Document passage —
============
Decadent Worker #96 – 4Dec87

Decadent Worker 96A sense for the potential of… leadership among the ranks of anarchist/Left SR forces arrayed against Bolshevism can be found where the Cheka had little influence. One of the peasant revolts during this period that was more than a mere revolt occurred in the Ukraine under the leadership of the anarchist, Nestor Makhno. The Ukraine had been ceded as an independent national territory by the Brest-Litovak treaty and the Ukrainian Nabat Confederation organized as an independent government for the region, its first proclamation being the redistribution of landed estates by the peasantry. The German/Central Powers occupation of the Ukraine until November 1918 served to foster both the ‘White’ counterrevolution of Denikin and Mahkno’s anarchist insurgents….

Return of the Ukraine to Russia with the nullification of Brest-Litovak did not prevent Makhno from militarily securing a broad area in the southern Ukraine within which the peasants were encouraged to form libertarian communist communes. The Bolsheviks were not outlawed, but their commissars were stripped of all their powers. Denikin’s ‘White’ armies soon threatened. From March to December of 1919 Mahkno fought Denikin, finally defeating the ‘White’ general with superb guerrilla tactics. His forces mixed extreme democracy with a tight-fisted discipline by Makhno and his personal commanders. Burying arms in strategic locations, his troops would disguise themselves as peasants to move freely through enemy lines to rearm and regroup. He used horse carts to transport guerrilla infantry for lightning attacks. Makhno’s anarchist conception of partisan peasant guerrilla warfare and peasant communism in many ways foreshadowed much of early Mao’s revolutionary experiences.
============
Problems and tasks —
• A. Answer these questions using the Makhno passage:
(i) Until when did the German/Central Powers occupation of the Ukraine last?
(ii) What was the first proclamation of the Ukrainian Nabat Confederation?
(iii) What did Makhno use to transport guerrilla infantry for lightning attacks?
• B. Reproduce the Makhno passage word for word, everything from "Decadent Worker #96" down to "Mahkno’s anarchist insurgents….".
• C. List every person the Makhno passage mentions by name.
The items here come from a separate source, unrelated to the Makhno passage.

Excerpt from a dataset
============
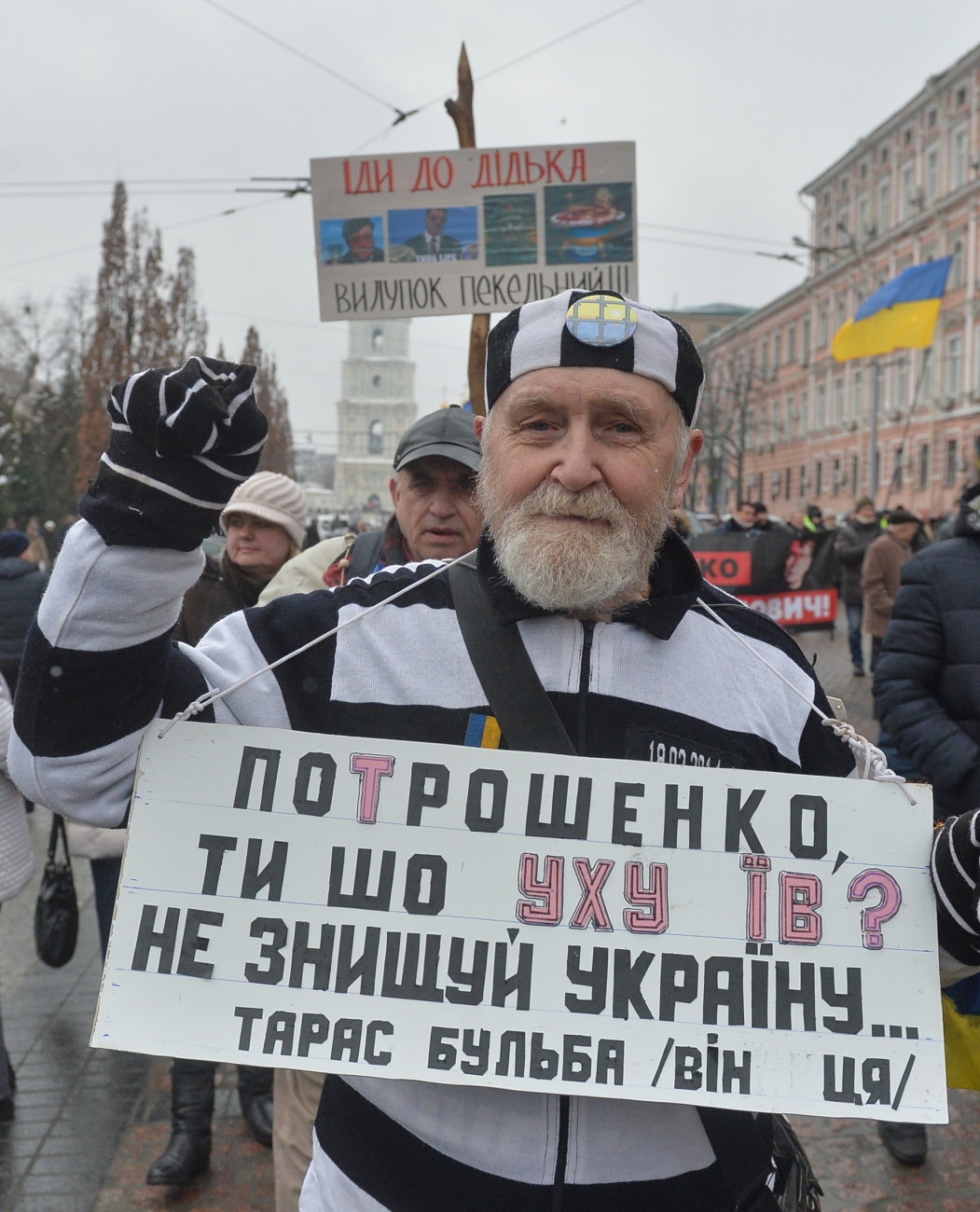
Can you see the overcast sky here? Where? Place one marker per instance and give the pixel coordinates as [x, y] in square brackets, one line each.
[734, 105]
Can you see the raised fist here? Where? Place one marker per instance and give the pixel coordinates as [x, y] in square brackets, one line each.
[182, 441]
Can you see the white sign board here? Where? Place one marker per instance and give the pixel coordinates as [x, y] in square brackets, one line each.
[451, 914]
[480, 229]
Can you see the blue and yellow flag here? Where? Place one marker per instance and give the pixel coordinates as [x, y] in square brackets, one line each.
[900, 315]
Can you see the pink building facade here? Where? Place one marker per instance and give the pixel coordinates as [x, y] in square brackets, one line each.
[786, 423]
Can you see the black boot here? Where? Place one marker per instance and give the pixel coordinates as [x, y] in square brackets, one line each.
[192, 1104]
[255, 1095]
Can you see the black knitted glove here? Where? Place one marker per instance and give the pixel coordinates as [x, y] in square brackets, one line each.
[182, 441]
[956, 875]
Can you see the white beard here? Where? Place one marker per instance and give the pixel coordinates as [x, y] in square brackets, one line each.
[568, 566]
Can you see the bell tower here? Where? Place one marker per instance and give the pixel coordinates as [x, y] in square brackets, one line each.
[376, 406]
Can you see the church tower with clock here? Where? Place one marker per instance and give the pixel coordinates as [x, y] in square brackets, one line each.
[376, 406]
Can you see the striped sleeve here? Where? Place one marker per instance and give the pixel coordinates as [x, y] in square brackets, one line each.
[956, 872]
[100, 665]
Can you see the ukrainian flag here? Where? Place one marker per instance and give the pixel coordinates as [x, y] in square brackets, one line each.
[902, 315]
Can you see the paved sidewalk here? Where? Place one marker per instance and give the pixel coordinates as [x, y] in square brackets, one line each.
[90, 1122]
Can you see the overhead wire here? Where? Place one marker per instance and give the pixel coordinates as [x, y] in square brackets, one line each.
[302, 55]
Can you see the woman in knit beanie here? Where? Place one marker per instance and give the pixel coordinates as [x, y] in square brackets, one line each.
[263, 522]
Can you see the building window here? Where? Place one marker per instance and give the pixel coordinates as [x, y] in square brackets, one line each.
[956, 269]
[954, 365]
[927, 375]
[952, 461]
[923, 476]
[959, 157]
[884, 205]
[932, 173]
[820, 417]
[902, 380]
[858, 396]
[863, 218]
[907, 193]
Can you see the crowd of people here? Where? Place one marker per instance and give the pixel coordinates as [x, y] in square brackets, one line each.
[568, 491]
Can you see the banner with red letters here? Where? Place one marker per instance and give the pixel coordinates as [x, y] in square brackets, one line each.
[475, 229]
[791, 576]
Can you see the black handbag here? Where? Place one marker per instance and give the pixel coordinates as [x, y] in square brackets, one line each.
[56, 914]
[529, 722]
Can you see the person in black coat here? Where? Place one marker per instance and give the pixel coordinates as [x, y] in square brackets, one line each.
[927, 687]
[22, 585]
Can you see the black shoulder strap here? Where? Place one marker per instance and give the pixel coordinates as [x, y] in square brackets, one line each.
============
Answers to the exercise —
• A.
(i) Until November 1918.
(ii) The redistribution of landed estates by the peasantry.
(iii) Horse carts.

• B.
Decadent Worker #96 – 4Dec87

Decadent Worker 96A sense for the potential of… leadership among the ranks of anarchist/Left SR forces arrayed against Bolshevism can be found where the Cheka had little influence. One of the peasant revolts during this period that was more than a mere revolt occurred in the Ukraine under the leadership of the anarchist, Nestor Makhno. The Ukraine had been ceded as an independent national territory by the Brest-Litovak treaty and the Ukrainian Nabat Confederation organized as an independent government for the region, its first proclamation being the redistribution of landed estates by the peasantry. The German/Central Powers occupation of the Ukraine until November 1918 served to foster both the ‘White’ counterrevolution of Denikin and Mahkno’s anarchist insurgents….

• C. Nestor Makhno, Denikin, Mao